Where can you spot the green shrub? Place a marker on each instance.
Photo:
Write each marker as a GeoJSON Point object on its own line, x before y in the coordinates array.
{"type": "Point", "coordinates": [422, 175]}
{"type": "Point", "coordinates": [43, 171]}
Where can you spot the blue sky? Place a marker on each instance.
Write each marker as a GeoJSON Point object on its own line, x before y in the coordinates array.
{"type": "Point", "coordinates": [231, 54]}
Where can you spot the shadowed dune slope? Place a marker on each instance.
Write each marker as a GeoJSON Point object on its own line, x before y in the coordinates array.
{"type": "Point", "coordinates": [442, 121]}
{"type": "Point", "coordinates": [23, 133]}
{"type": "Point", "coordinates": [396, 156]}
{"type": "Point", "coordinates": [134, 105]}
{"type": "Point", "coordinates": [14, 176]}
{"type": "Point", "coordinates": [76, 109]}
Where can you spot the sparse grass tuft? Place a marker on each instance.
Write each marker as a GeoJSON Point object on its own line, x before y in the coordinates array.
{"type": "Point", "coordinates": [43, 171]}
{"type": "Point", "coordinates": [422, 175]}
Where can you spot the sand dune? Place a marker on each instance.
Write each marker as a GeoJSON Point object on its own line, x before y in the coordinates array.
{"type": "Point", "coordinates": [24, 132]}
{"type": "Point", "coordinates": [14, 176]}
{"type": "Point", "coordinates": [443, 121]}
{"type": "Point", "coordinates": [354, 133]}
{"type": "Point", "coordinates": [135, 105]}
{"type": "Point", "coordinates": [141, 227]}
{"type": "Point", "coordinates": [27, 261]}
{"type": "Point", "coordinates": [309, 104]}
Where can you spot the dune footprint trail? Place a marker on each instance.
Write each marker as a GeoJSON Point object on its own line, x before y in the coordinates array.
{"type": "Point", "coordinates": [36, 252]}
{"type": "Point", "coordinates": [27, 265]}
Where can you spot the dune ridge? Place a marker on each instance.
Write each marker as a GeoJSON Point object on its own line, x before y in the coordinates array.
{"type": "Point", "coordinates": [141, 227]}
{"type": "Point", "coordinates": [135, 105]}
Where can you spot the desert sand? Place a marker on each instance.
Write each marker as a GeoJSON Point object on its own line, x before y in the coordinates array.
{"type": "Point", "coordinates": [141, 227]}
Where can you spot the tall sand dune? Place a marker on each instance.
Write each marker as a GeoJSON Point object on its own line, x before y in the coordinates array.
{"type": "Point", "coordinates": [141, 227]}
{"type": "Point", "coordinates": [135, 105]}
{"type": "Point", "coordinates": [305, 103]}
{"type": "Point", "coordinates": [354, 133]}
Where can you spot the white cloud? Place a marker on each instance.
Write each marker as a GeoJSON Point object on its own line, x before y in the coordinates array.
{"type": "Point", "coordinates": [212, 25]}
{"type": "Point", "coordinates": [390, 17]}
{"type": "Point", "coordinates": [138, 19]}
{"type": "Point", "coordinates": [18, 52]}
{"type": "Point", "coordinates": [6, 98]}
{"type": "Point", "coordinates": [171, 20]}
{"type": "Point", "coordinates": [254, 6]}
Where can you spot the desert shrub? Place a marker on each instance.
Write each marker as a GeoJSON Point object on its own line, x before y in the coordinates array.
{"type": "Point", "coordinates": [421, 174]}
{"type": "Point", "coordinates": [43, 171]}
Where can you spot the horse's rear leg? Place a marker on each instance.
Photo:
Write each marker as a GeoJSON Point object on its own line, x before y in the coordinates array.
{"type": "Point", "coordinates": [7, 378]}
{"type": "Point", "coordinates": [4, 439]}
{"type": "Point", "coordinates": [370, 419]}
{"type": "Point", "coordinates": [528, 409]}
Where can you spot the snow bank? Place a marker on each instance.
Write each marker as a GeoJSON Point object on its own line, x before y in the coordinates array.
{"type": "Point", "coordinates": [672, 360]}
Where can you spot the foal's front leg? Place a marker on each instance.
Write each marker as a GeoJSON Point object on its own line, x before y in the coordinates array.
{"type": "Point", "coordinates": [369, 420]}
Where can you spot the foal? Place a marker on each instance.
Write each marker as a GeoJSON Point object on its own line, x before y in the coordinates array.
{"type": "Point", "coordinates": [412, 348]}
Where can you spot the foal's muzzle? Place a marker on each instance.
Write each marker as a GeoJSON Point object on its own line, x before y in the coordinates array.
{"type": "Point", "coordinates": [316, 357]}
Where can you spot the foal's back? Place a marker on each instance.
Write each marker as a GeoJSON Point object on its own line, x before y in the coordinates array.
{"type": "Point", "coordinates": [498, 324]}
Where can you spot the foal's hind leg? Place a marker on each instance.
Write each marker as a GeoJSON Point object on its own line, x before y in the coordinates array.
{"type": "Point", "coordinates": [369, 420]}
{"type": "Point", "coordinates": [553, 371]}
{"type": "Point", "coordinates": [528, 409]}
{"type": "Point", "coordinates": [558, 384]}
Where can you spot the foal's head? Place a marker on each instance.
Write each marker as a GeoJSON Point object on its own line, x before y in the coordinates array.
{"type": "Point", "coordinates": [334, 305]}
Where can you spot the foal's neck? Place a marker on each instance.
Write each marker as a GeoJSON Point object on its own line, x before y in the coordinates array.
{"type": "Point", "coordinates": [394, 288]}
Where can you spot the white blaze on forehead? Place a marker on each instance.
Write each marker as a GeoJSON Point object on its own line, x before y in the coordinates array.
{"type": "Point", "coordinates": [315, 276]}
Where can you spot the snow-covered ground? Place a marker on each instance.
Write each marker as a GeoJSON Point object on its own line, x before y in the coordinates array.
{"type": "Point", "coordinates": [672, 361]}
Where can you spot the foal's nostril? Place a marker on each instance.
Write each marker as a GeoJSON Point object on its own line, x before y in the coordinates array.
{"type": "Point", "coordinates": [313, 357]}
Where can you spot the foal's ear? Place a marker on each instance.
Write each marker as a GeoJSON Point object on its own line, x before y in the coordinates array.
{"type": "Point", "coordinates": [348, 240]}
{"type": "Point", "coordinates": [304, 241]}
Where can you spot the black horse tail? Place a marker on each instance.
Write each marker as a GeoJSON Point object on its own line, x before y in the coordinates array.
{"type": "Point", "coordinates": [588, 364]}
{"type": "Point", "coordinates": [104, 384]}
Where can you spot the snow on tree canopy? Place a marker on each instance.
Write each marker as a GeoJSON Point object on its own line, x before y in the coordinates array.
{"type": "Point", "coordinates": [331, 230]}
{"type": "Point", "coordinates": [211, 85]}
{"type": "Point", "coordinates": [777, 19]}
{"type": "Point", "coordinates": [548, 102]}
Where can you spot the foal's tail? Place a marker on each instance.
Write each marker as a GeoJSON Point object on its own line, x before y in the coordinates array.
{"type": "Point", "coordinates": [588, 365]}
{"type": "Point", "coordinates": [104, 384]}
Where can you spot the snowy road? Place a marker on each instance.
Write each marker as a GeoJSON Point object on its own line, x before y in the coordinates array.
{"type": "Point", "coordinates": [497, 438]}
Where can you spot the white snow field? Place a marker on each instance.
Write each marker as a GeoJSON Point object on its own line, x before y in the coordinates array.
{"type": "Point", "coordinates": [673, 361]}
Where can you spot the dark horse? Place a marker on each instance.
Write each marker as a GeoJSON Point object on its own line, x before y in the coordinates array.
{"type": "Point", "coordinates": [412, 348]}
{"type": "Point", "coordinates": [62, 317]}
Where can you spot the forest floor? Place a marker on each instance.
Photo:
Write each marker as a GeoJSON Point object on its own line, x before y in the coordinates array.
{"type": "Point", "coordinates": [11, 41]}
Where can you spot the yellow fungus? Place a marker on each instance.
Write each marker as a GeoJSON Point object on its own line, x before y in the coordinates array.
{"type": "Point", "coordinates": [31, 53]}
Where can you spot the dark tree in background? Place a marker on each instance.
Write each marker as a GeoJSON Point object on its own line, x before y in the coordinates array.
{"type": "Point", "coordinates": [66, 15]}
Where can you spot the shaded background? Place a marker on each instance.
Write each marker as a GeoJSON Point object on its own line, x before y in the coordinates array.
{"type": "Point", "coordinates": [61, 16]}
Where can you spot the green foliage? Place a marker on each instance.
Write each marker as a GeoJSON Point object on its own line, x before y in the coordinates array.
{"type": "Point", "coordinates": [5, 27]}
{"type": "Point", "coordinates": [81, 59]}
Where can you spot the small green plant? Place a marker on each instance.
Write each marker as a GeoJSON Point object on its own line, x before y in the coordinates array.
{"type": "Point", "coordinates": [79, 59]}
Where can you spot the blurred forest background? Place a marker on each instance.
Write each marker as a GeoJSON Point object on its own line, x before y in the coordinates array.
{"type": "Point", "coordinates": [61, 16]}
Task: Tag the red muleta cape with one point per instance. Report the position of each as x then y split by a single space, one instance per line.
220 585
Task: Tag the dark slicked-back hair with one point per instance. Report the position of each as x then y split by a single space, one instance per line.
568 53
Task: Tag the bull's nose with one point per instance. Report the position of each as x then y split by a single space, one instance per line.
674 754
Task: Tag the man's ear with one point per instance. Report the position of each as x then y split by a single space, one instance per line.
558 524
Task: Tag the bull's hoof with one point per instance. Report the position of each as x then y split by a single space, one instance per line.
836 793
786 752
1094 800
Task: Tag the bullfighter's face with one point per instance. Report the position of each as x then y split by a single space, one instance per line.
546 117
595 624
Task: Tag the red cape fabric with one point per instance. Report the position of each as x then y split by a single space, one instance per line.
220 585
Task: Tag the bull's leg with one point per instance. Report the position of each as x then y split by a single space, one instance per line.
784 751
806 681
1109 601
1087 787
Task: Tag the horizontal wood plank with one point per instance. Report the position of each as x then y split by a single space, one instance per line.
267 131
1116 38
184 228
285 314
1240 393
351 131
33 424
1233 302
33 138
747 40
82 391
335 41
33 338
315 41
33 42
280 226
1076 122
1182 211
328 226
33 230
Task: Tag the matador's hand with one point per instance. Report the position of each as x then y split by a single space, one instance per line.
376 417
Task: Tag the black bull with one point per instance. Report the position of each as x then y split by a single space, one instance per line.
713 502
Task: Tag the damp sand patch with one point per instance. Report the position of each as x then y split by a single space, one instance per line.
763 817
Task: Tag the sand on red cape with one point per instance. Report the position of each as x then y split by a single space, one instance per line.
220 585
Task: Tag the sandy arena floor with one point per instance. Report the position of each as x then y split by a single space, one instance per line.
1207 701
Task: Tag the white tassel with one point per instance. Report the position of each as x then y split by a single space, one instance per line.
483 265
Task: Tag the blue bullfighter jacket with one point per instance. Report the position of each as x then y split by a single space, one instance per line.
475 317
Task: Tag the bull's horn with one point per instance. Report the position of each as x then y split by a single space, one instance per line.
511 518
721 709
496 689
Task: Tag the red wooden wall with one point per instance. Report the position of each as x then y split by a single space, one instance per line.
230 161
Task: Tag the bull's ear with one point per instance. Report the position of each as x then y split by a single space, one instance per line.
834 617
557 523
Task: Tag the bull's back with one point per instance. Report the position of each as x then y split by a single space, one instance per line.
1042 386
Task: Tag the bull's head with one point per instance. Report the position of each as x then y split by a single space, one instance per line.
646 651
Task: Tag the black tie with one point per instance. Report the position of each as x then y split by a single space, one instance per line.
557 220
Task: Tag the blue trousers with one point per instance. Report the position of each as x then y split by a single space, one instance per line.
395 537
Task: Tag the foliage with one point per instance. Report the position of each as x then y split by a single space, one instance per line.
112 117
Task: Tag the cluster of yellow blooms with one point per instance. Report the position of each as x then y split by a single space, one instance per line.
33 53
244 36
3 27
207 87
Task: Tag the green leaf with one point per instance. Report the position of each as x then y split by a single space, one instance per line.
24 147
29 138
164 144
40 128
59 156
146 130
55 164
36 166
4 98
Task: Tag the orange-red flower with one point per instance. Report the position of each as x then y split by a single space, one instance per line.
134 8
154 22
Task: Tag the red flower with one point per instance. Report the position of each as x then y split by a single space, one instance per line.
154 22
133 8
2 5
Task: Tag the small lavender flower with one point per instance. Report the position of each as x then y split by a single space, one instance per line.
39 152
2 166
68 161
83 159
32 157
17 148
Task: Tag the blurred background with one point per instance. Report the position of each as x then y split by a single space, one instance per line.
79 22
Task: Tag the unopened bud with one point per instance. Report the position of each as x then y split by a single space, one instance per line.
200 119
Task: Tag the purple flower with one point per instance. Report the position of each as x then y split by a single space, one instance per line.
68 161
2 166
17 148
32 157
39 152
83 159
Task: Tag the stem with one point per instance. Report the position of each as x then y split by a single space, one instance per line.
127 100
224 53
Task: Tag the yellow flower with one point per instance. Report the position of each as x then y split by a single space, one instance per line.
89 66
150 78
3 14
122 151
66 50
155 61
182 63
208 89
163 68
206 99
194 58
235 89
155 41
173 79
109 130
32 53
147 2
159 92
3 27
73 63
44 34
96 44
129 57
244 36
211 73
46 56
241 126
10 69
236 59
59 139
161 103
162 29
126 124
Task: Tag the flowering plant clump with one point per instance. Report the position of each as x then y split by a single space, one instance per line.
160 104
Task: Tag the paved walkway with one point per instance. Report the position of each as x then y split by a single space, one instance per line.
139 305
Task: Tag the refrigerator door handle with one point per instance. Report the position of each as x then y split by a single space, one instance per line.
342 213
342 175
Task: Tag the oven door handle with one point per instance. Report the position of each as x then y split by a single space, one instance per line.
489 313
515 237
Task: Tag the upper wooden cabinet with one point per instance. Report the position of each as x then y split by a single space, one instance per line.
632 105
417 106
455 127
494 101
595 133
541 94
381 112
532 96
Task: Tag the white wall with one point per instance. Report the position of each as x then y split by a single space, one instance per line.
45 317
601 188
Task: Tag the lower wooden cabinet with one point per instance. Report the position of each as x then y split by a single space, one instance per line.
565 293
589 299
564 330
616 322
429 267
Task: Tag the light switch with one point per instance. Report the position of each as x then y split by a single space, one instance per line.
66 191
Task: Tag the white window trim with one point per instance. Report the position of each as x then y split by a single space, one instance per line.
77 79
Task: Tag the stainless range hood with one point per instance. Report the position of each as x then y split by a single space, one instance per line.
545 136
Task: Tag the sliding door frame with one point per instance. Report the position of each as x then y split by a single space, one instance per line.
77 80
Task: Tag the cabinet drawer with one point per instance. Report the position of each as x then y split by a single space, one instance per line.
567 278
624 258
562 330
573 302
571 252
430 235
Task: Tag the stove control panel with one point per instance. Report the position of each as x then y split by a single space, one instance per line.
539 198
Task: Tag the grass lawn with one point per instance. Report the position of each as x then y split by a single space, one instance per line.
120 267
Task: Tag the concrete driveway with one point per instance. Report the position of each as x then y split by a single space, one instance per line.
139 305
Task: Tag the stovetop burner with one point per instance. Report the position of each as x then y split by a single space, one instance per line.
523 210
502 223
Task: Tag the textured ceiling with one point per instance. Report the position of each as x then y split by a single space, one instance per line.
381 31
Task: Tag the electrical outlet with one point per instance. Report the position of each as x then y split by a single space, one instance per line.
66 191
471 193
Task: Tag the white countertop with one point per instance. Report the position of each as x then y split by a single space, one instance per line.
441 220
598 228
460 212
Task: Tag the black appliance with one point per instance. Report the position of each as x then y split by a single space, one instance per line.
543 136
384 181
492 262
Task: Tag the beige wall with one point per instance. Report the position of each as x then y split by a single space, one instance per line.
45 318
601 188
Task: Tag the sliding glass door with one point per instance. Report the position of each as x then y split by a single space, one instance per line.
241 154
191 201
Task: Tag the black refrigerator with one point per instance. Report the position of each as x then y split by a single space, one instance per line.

◆ ◆ ◆

What you have to do: Copy out the lines from the line containing "Task: Tag the white countertop" to the end of the listing above, without alteration.

Solution for this exercise:
Task: Tag the white countertop with one point per instance. Report the position of each as x then y split by a single space, one instance per line.
441 220
598 228
460 212
Task: Tag the black appliance with one point per instance. Report the position of each as x then y split by a single space, one instance per line.
543 136
384 181
492 262
Task: Tag the beige wall with one point per instance. Report the position of each as x then y split by a single space, one instance per line.
45 318
601 188
Task: Tag the sliding glass door with one point per instance. Report the position of each as x then y split by a single space, one instance per line.
241 154
191 201
Task: Tag the black refrigerator with one point per instance. Report the position of each as x then y split by a single space, one instance per line.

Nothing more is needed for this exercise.